• **Assigned task**:
Please reproduce the competition announcement below word for word, from "In each category ten" up to and including "the Berliner Sparkasse.".

───── Exercise text

Crash Test for Ideas
Research to Market Challenge Competition: This Year Organized Jointly by Three Major Berlin Universities and Charité – Universitätsmedizin / Application deadline: May 6, 2018
№ 058/2018 from Apr 06, 2018
The ideas competition “Research to Market Challenge” is entering a new round. For the first time, Freie Universität Berlin, Humboldt-Universität zu Berlin, Technische Universität Berlin, and Charité – Universitätsmedizin Berlin are holding the competition together. Members of these universities as well as alumni are invited to submit proposals for ideas for start-ups stemming from their research. Sketches of their ideas and first steps for implementation written on at most three pages may be submitted until May 6, 2018. Prize money totaling 9,000 euros will be awarded in the three categories “Digital”; “Social & Cultural”; and “Life Sciences & Technologies.”
In each category ten participants or teams will be selected to develop their ideas further with the support of experts in a day-long workshop on business model development. The revised sketches will be submitted and tested by a panel for their innovative content, feasibility, and customer value. The awards ceremony for three prize winners in each category will take place on July 5, 2018, in the Max Liebermann Haus at Brandenburg Gate. The competition is co-organized and supported by the Ernst Reuter Society, Humboldt-Universitäts-Gesellschaft, Stiftung Charité, and the Berliner Sparkasse.

──────────
───── Records supplied

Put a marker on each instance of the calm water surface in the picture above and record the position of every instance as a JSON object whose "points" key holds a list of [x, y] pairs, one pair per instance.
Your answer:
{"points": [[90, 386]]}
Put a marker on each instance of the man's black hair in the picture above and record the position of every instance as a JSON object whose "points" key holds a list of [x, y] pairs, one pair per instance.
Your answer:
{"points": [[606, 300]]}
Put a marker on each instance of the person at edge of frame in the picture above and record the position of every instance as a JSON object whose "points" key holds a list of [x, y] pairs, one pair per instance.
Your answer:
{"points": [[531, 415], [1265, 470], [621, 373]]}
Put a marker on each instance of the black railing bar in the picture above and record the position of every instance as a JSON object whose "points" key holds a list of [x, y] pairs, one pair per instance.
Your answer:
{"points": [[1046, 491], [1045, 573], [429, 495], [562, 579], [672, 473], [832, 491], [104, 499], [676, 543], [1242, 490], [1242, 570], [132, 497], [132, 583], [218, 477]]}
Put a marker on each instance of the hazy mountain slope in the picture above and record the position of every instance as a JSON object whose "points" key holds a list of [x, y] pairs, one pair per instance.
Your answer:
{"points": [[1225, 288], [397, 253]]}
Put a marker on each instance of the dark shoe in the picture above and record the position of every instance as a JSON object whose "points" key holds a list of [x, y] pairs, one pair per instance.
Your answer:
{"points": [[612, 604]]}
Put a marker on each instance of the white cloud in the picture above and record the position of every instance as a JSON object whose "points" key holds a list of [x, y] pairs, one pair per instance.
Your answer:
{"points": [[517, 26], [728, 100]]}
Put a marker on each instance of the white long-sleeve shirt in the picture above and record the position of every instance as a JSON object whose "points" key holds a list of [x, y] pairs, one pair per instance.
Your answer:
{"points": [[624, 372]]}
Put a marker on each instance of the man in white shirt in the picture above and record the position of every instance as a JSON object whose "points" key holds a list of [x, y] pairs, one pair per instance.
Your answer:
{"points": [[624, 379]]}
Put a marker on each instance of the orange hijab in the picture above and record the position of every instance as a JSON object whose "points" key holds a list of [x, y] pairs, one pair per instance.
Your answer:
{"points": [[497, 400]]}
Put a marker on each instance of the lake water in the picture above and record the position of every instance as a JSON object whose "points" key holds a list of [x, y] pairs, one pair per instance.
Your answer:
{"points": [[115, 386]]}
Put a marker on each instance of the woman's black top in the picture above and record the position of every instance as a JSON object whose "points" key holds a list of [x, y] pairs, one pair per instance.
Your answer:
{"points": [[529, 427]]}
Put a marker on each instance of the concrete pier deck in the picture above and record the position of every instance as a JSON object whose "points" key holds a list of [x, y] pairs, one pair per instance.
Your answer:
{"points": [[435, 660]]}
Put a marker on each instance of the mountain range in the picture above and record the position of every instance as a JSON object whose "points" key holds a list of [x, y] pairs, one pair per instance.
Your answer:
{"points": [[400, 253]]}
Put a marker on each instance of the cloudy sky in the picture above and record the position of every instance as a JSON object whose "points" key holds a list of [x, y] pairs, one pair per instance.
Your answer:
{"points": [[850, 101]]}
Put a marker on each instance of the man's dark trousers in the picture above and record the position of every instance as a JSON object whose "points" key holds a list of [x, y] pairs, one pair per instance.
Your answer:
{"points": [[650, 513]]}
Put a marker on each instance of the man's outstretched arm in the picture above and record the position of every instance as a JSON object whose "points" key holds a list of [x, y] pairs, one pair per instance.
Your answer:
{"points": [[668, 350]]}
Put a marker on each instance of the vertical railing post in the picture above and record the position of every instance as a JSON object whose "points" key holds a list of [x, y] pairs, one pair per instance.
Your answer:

──────────

• **Solution to the exercise**:
In each category ten participants or teams will be selected to develop their ideas further with the support of experts in a day-long workshop on business model development. The revised sketches will be submitted and tested by a panel for their innovative content, feasibility, and customer value. The awards ceremony for three prize winners in each category will take place on July 5, 2018, in the Max Liebermann Haus at Brandenburg Gate. The competition is co-organized and supported by the Ernst Reuter Society, Humboldt-Universitäts-Gesellschaft, Stiftung Charité, and the Berliner Sparkasse.